(Referring expression pointing data)
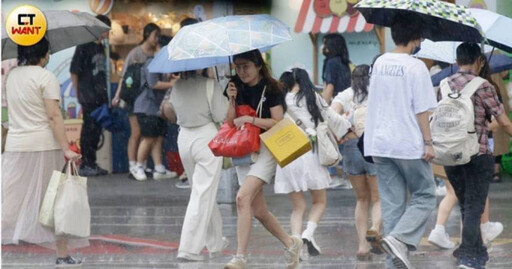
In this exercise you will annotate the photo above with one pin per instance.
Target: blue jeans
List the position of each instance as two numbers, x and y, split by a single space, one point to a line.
396 179
471 185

What to produce: Nothing should be returned except the lines from the one containing "List the position" through the last line of the data, each restated word for word.

Your response:
List the position of each instance as two numbers, x and y, split by a single space, one point to a line.
396 179
471 185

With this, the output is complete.